STATED GOAL:
Where the line holding "find green grass" appears, start copying, and continue exactly through the last line of the listing, skipping pictures.

** Start of PROVIDED RECORDS **

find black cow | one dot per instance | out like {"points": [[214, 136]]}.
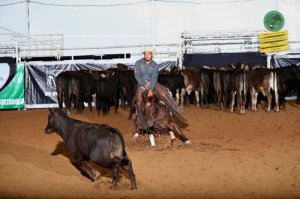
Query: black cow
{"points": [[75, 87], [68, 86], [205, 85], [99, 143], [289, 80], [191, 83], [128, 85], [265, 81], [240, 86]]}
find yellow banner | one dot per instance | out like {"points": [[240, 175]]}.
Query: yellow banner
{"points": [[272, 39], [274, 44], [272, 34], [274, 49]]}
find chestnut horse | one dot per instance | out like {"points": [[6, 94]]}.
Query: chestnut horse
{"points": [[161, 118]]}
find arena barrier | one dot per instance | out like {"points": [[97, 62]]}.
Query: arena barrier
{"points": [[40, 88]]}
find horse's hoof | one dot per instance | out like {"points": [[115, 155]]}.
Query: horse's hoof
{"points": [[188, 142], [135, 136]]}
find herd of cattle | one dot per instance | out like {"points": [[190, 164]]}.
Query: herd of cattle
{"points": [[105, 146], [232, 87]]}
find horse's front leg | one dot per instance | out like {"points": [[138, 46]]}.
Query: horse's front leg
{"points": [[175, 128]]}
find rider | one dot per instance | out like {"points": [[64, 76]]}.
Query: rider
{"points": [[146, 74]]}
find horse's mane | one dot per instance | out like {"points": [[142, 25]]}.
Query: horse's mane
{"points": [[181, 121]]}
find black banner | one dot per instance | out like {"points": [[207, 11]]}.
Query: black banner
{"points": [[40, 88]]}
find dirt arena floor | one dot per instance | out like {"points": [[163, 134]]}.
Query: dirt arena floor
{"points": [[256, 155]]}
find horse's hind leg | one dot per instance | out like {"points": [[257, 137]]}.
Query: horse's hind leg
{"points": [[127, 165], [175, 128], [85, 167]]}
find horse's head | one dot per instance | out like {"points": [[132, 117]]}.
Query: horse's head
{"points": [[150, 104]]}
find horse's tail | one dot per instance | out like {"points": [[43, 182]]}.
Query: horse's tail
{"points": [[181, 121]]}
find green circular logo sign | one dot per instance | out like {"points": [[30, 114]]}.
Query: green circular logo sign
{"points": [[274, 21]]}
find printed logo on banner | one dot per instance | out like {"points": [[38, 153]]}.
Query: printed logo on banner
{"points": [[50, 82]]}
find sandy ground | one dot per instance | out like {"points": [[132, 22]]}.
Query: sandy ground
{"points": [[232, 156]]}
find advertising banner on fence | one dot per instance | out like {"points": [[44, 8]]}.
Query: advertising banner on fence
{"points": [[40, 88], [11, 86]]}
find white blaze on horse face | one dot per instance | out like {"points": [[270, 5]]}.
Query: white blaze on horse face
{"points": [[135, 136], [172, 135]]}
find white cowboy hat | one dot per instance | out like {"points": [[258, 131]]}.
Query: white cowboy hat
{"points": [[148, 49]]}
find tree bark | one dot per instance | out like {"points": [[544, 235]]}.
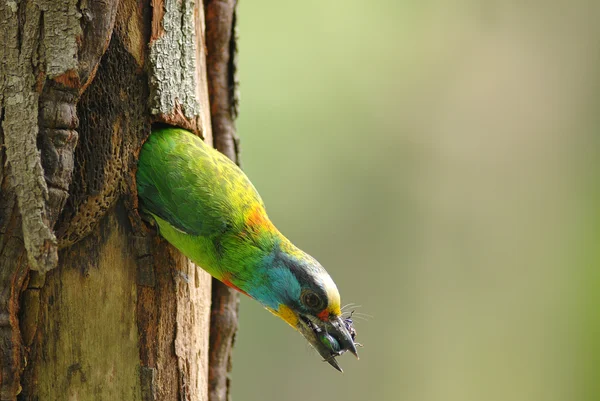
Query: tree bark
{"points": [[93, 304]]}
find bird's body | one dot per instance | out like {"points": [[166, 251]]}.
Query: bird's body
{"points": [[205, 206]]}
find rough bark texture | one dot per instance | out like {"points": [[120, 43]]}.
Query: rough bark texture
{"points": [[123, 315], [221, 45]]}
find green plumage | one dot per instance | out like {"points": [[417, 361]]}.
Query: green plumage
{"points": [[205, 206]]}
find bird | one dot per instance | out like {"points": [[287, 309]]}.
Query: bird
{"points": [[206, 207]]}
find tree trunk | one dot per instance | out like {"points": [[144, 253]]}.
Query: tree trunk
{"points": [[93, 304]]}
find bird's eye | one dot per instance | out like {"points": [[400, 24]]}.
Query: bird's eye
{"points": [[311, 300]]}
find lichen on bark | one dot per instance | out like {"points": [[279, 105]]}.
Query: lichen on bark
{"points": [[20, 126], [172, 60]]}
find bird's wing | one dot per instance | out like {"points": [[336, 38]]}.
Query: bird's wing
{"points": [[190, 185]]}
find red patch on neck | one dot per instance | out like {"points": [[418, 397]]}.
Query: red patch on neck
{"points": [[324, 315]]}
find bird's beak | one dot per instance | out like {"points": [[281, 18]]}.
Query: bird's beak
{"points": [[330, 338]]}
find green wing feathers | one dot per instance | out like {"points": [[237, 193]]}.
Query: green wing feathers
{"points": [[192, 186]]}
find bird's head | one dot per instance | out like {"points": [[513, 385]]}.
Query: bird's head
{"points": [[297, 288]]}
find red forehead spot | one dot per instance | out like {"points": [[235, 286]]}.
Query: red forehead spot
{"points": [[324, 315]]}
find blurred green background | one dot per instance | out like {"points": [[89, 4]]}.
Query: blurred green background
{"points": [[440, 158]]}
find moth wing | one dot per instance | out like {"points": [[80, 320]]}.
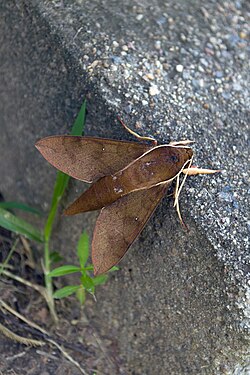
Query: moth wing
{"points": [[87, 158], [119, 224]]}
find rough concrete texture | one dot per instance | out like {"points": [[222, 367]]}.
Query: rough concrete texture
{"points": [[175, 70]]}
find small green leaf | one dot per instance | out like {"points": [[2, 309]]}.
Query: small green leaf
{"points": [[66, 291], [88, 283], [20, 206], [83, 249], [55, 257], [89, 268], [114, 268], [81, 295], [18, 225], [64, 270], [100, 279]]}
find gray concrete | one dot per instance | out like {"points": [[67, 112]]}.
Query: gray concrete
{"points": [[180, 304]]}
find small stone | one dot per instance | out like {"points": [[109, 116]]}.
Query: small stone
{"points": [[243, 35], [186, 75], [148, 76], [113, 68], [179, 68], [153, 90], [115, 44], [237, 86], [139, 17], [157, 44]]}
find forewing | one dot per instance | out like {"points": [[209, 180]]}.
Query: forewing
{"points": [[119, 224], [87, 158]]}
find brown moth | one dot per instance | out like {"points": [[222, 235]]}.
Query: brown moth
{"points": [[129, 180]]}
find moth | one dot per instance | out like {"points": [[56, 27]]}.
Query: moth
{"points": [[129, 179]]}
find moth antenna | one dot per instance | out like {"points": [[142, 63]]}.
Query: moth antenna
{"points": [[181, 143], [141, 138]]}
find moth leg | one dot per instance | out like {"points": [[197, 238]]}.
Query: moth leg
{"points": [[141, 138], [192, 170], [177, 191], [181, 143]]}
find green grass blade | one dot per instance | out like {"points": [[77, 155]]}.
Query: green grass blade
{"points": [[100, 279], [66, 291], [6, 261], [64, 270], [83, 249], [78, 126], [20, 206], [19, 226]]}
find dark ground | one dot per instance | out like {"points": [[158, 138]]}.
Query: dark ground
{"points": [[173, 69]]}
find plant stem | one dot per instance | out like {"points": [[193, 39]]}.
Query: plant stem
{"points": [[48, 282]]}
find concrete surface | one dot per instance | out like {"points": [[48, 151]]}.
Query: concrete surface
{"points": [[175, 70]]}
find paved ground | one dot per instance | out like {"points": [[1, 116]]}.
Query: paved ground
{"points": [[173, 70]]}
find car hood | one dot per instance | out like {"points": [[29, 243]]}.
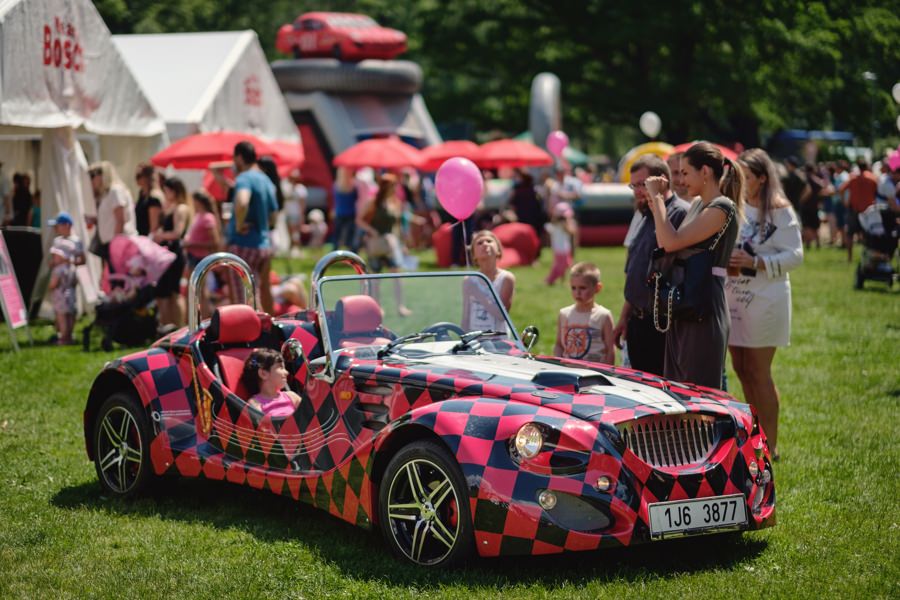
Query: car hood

** End of PROVIDED RECORDS **

FULL RESPONSE:
find green grass blade | one dot per instance | out like {"points": [[77, 155]]}.
Query: green grass blade
{"points": [[100, 279], [66, 291], [6, 261], [64, 270], [83, 249], [78, 126], [20, 206], [19, 226]]}
find dark ground | one dot per instance | out like {"points": [[158, 138]]}.
Query: dark ground
{"points": [[173, 69]]}
find plant stem | one dot per instance | out like {"points": [[193, 39]]}.
Query: plant stem
{"points": [[48, 282]]}
find concrete surface | one dot per instance | out like {"points": [[48, 151]]}.
Query: concrete surface
{"points": [[175, 70]]}
find paved ground | one dot per instance | out like {"points": [[1, 116]]}.
Query: paved ground
{"points": [[173, 70]]}
find car hood | one dot per instance | out like {"points": [[29, 243]]}.
Query: car hood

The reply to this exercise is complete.